*** Opening Given passage ***
In 1845 Matilda married dry goods merchant Henry Hill Gage and subsequently
bore five children, one of whom died in early infancy. The Gage family
eventually settled in Fayetteville, New York, where their home also became a way
station on the Underground Railroad. While Gage believed that all freedom
struggles were connected, woman’s rights became the core of her life's work.
She entered the movement, as did Susan B. Anthony, at a national woman’s
rights convention held in Syracuse in 1852, four years after the first (1848)
regional convention in Seneca Falls. Her speech at the
1852 convention was
her first in public life.
Gage, along with Susan B. Anthony and Elizabeth Cady Stanton, was a founding
member of the National Woman Suffrage Association (NWSA) and served in various
offices of that organization for twenty years (1869–1889), the comparable
leadership roles of these three women in the organization often overlapping.
Gage helped organize both the Virginia and the New York state suffrage
associations, and was an officer in the New York association for twenty years.
From 1878 to 1881 she published the National Citizen and Ballot Box, NWSA’s
official newspaper, from her home in Fayetteville.
In 1871 Gage was one of the many women nationwide who unsuccessfully tried to
test the law by attempting to vote in Fayetteville. When Susan B. Anthony
successfully voted in the 1872 presidential election and was arrested for it,
Gage was the only suffragist who came to Anthony’s aid, supporting her during
her trial, speaking out on her behalf, and writing an analysis of the case for
the Albany Law Journal.
In 1880, when Gage’s leadership of the New York Woman Suffrage Association
gained for women the right to vote and run for office in school elections, she
held meetings in her home to organize the women of Fayetteville to vote. They
elected an all-woman slate of officers, with Gage being the first among them
to cast her ballot. The test case of the law came thirteen years later, when
Gage was slapped with a supreme writ by a marshal who knocked on her door at
210 East Genesee Street one day in 1893. A recognized leader in the movement,
Gage became the test case for the constitutionality of the New York law that
gave women the franchise in School Commissioner elections. Gage lost her case,
as Anthony had over twenty years before. Women in the state of New York could
not vote for federal or state officials.
*** Closing Given passage ***
*** Opening Data for analysis ***
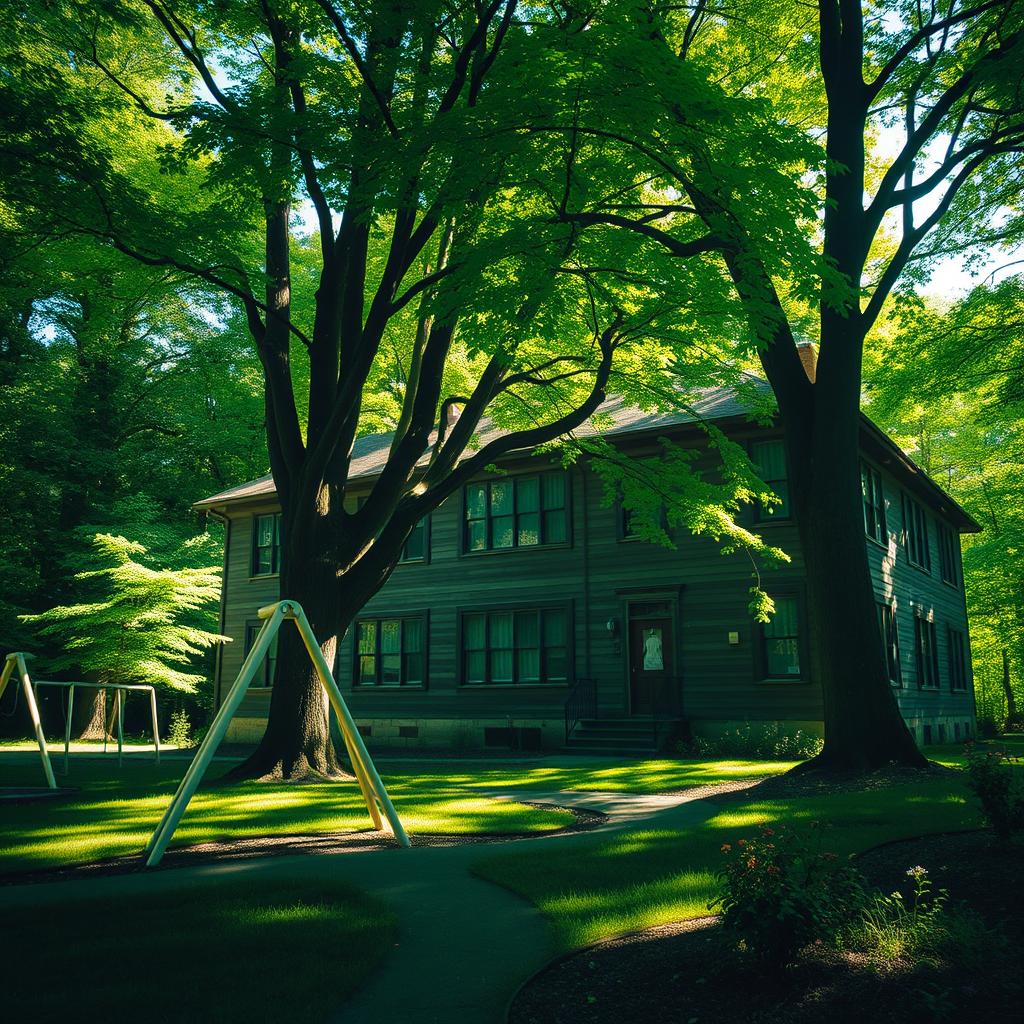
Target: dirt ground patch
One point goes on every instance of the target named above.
(681, 974)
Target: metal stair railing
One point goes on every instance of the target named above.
(582, 702)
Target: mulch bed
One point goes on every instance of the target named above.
(681, 974)
(275, 846)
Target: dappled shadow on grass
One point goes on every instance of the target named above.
(224, 951)
(640, 879)
(964, 967)
(114, 815)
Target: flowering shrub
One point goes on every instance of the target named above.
(779, 894)
(922, 929)
(756, 741)
(998, 787)
(896, 925)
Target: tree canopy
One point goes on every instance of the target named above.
(456, 221)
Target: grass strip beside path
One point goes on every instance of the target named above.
(114, 815)
(196, 953)
(640, 879)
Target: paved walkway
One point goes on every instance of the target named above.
(464, 945)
*** Closing Data for analysis ***
_Questions on the material:_
1 - Using the passage on Matilda Gage, mark each statement yes or no and quote the words that decide it: (a) all five of Gage's children survived infancy; (b) Gage published the National Citizen and Ballot Box from her home in Fayetteville; (c) Gage gave her first public speech at the 1848 Seneca Falls convention.
2 - Print the passage on Matilda Gage between "regional convention in" and "for twenty years.", inclusive.

_Results for the exercise:_
1 -
(a) No: "bore five children, one of whom died in early infancy."
(b) Yes: "From 1878 to 1881 she published the National Citizen and Ballot Box, NWSA’s official newspaper, from her home in Fayetteville."
(c) No: "Her speech at the 1852 convention was her first in public life."

2 -
regional convention in Seneca Falls. Her speech at the
1852 convention was
her first in public life.
Gage, along with Susan B. Anthony and Elizabeth Cady Stanton, was a founding
member of the National Woman Suffrage Association (NWSA) and served in various
offices of that organization for twenty years (1869–1889), the comparable
leadership roles of these three women in the organization often overlapping.
Gage helped organize both the Virginia and the New York state suffrage
associations, and was an officer in the New York association for twenty years.